Deine Aufgabe => Setze den Reisebericht über die Gespräche mit dem Gastgeber und die Geschichte seines Kumpels fort, und zwar im Anschluss an seinen letzten Satz.

Quelle =>
◆ ◆ ◆ ◆

Wir bekommen neue Ideen und Inspirationen, wie man sein Leben auch anders führen kann. Die Gespräche sind sehr tiefgründig. Wir merken wieder einmal, dass der Islam viele positive Grundsätze hat und Marie überlegt (schon zum zweiten Mal), Muslimin zu werden. Nur das mit dem Schleier oder der Burka wird wohl nichts - nervt einfach zu sehr im Alltag. Maries Berufswahl wird diskutiert und in Frage gestellt, sodass erneut ein Anstoß gegeben wird, über die berufliche Zukunft nachzudenken. Vielleicht machen wir auch ein Export-Business auf – die eintägige Geschäftsreise, die wir begleiten, ist sehr entspannt und man kann auch ein bisschen Boot fahren oder ´ne kleine Shoppingsession zwischendurch einschieben. By the way – wenn jemand ins Import-Geschäft aus Indien einsteigen will – wir hätten da einen guten Kontakt ;)
Und es gibt noch ´ne Geschichte zu seinem Kumpel, bei dem wir auch zwei von den drei Nächsten übernachtet haben: Sein Business ist eigentlich Dschungel- Touren auf und mit seinem Elefanten zu machen. Allerdings hat eine NGO alle in Privatbesitz befundenen Elefanten in dieser Region beschlagnahmt und jetzt ist er und seine Familie quasi seit ca. 1 ½ Jahren arbeitslos. Achja, und zwei der beschlagnahmten Elefanten sind leider in der „Gefangenschaft“ bereits gestorben. Unser Host unterstützt ihn nun dabei, ein Ladengeschäft zu eröffnen und parallel hoffen wir, dass die beschlagnahmten Elefanten bald zu ihren Familien zurückkehren können.

◆ ◆ ◆ ◆

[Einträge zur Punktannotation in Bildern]
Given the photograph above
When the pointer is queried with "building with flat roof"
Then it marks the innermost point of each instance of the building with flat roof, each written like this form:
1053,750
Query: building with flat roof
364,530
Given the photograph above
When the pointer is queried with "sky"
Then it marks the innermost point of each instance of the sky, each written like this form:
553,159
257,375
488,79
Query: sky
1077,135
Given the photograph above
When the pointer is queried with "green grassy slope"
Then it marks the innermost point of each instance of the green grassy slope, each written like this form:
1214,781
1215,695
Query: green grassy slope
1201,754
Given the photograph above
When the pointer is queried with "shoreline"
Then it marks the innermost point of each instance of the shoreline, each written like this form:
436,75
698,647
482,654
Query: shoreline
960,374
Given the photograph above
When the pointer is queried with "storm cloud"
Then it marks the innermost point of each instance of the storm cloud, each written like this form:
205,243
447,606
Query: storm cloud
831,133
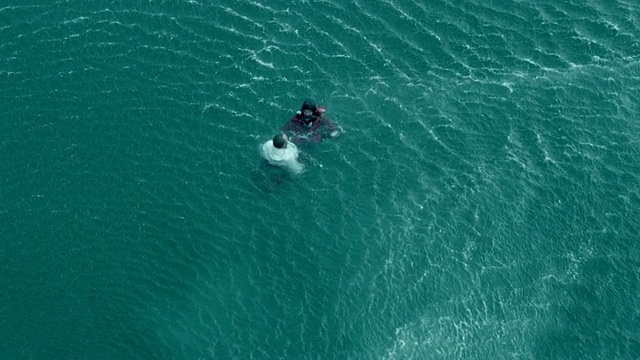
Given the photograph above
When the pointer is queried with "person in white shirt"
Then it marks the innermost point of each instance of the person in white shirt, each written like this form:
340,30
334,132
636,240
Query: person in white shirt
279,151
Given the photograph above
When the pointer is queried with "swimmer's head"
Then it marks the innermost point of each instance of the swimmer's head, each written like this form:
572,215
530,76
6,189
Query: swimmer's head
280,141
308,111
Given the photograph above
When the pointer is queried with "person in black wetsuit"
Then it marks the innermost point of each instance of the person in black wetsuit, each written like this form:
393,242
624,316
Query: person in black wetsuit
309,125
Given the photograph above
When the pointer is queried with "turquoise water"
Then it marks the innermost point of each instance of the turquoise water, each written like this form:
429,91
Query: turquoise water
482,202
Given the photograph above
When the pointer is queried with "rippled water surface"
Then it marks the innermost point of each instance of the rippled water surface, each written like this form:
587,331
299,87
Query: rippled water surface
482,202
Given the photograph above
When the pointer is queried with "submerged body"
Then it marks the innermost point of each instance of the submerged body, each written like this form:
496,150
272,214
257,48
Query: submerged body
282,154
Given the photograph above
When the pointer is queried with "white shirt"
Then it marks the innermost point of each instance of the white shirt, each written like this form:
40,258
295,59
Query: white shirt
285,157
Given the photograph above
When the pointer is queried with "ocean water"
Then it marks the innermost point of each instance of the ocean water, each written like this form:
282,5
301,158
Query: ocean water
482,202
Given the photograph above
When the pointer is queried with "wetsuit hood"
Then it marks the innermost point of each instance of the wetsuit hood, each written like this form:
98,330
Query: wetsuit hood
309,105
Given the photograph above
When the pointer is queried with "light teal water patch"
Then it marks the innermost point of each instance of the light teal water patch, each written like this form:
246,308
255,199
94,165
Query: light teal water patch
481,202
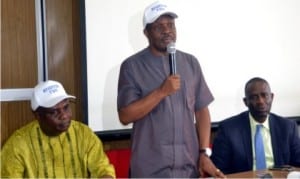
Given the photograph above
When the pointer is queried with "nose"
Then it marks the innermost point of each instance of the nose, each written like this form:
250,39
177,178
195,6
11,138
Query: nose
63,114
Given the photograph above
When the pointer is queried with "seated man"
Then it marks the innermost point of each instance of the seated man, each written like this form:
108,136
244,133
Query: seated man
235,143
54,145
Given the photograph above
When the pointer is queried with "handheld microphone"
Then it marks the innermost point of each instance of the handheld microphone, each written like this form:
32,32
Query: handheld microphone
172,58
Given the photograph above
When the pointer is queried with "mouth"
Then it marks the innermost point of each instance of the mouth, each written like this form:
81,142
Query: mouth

◆ ◆ ◆ ◆

Das Ergebnis =>
Von Weihnachten und Silvester haben wir kaum etwas mitbekommen und müssen bei den Gedanken, dass sich in Deutschland oder auch anderen Ländern überwiegend alles um diese Themen bewegt, wieder einmal darüber grinsen, wie unterschiedlich die Welt(en) doch ist (sind). Allerdings wünschen wir euch allen, dass ihr ein wunderschönes Weihnachtsfest und fröhliches Silvester gefeiert habt.
„Für Toiletten ist Neujahr auch ein schönes Fest: Statt Ärschen sehen sie auch mal wieder viele nette Gesichter“
Da wir von Vorausreisenden vor den indischen Selfie-Jägern gewarnt worden sind, hatten wir uns unterschiedliche Taktiken zurechtgelegt, um damit umzugehen. Wir wollten auf jeden Fall nicht immer ablehnen und den Kampf austragen mit dem „Please, Please just one selfie, pleeeeease, just one“ – zu viele negative Vibes. Naja und so schlimm wie eigentlich erwartet, war es dann in den 16 Tagen Indien auch gar nicht:
Wir haben echt mehr erwartet als durchschnittlich 4 Selfies am Tag :)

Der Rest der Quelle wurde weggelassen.